**Tarefa 1:** No texto sobre o armamento usado na Índia, de quantas libras eram as balas que o camelo arremessava?
**Tarefa 2:** Escreva a continuação do texto sobre o armamento usado na Índia, começando logo após a última frase apresentada.

**Texto fornecido:**
__________

AFONSO D'ALBUQUERQUE - 2
Armamento usado na Índia
Um dos pontos
interessantes dos feitos de Albuquerque é saber o armamento de que dispunham
os seus colaboradores naquelas guerras e, mesmo podendo ser, a retribuição
recebida por alguns d'eles.
Do seu
armamento sabemos que, em 19 de outubro de
1510, Afonso d'Albuquerque, escrevendo a El-Rei, pedia-lhe a remessa de 100
corpos d'armas para cada fortaleza, 500 lanças de pé para cada uma, 200 piques
(espécie de lanças) e 100 padeses (escudos) biscainhos.
Em carta de 1
de abril de 1512 entendia que, para a manutenção da Índia eram precisos três
mil homens bem armados e, em 28 de novembro do mesmo ano, dizia ser a gente da
ordenança 500 piques, 50 besteiros
e 50 espingardeiros. Também tinha
gente de cavalo e artilharia manejada pelos bombardeiros, camelos de ferro, camelos
de metal y uma espera de metal, 16 cães e 20 berços. Noutras cartas fala de
pelouros de berços, pelouros de falcões, pelouros de cães e pelouros de pedra
de bombarda grossa.
Sendo tais
designações nossas desconhecidas teremos de procurá-las nos livros da
especialidade.
Assim, vendo o Díccionario
de ciências militares por Don Mariano
Rubio y Bellvé, Barcelona, 1898, encontramos o seguinte:
Camello: peça d’artilharia usada antigamente
para bater as fortalezas, e que arremessava balas de 16 libras.
Espera: peça da artilharia primitiva, de
menor calibre que o camelo.
Cão: peça pequena de bronze.
A tal respeito
reproduzimos uma síntese obsequiosa e conscienciosamente feita a nosso pedido
pelo coronel de engenharia e distinto publicista, sr. Esteves Pereira, a quem
aqui apresentamos os nossos agradecimentos:
«O emprego das
bocas de fogo na Península, escreve, pois, S. Ex.ª começou em 1370, época em
que os Castelhanos se serviram de alguns trons no sítio da Ciudad Rodrigo,
defendida pelos portugueses. Em 1384 foram também usadas algumas bocas de fogo
desta espécie pelos defensores de Lisboa contra a armada castelhana. Depois
desta data começaram as bocas de fogo a ser mais ou menos empregadas em
concorrência com as antigas máquinas de guerra até ao século XV, em que a
fabricação daquelas armas alcançou uma certa perfeição e importância. Entre
nós, foram as guerras de África e sobretudo da Índia, que fizeram desenvolver
extraordinariamente o emprego da artilharia; começando este maior
desenvolvimento no reinado de João II, e prosseguindo no reinado de D. Manuel.

__________

**Dados fornecidos:**
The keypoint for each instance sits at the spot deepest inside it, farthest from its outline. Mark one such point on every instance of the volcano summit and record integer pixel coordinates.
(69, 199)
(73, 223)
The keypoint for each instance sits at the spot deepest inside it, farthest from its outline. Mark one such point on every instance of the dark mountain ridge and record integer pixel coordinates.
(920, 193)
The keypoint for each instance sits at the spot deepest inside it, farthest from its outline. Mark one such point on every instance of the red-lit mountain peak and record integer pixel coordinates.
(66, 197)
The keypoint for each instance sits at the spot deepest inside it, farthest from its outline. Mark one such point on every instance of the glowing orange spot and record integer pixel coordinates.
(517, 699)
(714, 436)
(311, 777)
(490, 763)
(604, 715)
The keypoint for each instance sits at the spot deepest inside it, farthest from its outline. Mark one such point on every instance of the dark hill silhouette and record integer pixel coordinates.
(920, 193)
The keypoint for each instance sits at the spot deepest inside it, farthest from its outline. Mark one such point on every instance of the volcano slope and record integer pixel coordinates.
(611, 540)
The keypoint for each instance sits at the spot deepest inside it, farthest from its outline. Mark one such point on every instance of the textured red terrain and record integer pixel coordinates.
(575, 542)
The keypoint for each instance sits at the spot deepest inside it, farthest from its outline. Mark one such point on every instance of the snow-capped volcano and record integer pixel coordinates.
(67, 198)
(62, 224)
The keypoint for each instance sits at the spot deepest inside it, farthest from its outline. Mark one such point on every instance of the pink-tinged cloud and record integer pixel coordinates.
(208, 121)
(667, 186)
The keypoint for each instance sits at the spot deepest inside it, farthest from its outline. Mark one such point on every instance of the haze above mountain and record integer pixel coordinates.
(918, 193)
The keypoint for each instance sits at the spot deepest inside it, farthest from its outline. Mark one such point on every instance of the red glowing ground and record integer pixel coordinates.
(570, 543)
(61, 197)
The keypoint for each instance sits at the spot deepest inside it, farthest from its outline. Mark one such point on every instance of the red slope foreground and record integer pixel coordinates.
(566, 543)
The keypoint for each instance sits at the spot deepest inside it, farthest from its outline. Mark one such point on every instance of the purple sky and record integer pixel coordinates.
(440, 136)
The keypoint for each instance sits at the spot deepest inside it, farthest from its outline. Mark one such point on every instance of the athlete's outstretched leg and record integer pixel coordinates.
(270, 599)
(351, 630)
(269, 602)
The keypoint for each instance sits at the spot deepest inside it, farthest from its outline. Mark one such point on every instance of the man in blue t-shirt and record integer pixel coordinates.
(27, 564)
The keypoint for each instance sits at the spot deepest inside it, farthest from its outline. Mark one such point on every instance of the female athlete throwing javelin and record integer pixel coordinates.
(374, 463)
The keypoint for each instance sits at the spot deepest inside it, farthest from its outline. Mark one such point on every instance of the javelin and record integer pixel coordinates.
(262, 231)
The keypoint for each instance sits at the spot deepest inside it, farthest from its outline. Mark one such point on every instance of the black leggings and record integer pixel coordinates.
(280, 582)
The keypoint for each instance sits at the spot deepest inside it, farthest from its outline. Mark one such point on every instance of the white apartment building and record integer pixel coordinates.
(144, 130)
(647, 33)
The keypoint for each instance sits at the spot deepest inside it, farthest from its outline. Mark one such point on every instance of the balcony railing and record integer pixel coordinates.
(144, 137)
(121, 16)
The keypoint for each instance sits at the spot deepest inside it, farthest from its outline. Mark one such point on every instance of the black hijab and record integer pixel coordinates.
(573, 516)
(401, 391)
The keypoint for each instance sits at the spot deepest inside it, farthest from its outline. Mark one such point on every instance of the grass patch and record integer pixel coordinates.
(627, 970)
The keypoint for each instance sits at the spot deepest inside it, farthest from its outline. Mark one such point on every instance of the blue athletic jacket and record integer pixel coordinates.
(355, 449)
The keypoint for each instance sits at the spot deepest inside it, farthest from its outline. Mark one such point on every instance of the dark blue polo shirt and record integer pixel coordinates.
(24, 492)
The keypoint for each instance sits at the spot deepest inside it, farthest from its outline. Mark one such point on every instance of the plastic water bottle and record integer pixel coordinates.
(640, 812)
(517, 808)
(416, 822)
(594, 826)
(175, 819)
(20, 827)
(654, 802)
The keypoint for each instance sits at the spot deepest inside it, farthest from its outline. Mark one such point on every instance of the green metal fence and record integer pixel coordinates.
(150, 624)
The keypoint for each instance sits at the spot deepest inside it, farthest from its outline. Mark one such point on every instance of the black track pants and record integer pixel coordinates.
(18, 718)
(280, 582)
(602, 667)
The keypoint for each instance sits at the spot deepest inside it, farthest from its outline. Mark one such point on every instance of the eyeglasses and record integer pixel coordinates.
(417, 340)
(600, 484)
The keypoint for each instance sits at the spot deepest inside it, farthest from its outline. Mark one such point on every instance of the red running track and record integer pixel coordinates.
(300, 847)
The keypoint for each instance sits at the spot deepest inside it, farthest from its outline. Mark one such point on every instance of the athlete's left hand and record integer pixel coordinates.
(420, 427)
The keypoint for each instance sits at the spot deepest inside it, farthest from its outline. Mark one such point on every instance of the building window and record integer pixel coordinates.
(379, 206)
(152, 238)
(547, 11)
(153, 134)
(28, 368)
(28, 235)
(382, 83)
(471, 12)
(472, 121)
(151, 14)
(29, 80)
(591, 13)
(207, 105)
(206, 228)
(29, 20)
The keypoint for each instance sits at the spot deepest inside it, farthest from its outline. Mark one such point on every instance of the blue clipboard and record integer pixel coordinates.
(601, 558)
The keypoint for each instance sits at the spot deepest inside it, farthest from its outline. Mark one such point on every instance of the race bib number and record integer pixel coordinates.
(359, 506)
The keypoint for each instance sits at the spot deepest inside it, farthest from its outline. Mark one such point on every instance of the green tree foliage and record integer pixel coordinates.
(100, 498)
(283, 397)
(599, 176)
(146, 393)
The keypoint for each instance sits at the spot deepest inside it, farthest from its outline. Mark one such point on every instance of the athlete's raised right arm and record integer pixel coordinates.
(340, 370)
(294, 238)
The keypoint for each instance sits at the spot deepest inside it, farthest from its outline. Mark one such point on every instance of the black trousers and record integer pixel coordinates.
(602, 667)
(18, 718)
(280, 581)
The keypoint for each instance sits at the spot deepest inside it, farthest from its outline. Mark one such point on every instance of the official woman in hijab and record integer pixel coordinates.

__________

**Resposta 1:** O camelo arremessava balas de 16 libras.

**Resposta 2:**
Até ao fim do século XVI além do nome genérico de bombardas, com que eram conhecidas
as bocas de fogo nas crónicas desta época, empregavam-se outros nomes mais especiais
para designar a sua força ou importância, tais como para as de maior calibre: colubrinas, basiliscos, leões, camelos, áspides; e para as de menor calibre: berços, sacres, falconetes, esperas,
etc. Estas denominações permaneceram por muito tempo; ainda em 1645 se
encontram em vários documentos oficiais os nomes de águias grandes de 40 libras
de bala, camelos grandes de 36 libras
de bala, sacres, meios sacres, colubrinas, meias colubrinas, esperas, etc.
Aos espanhóis devemos a regularidade nas dimensões e nas formas das bocas de
fogo, que se fundiram em Portugal durante a ocupação. A restauração de 1640
trouxe a necessidade de criar de novo todo o nosso material de guerra; é desta
época que datam a maior parte das bocas de fogo de alma lisa, que ainda hoje
possuímos, sendo à criação especial da Tenência de artilharia do reino que se
deve o desenvolvimento da fabricação da artilharia. No decurso dos anos de 1647
a 1658 fabricaram-se muitas peças dos calibres 5, 10, 11, 12, 13, 16, 18, 24, 25;
e nos anos subsequentes até 1681 foram ainda fabricadas as dos calibres 3, 4,
8, 9, 15, que faltavam na série
anterior. Todas estas bocas de fogo, feitas pelos modelos espanhóis, se
distinguiam pelo reforçado da joia, pelas numerosas molduras e ornatos, e pela
forma de golfinho das asas, tendo uma igual na culatra em vez de botão. Daquela
última data em diante até ao meado do século XVIII pouca artilharia se fundiu.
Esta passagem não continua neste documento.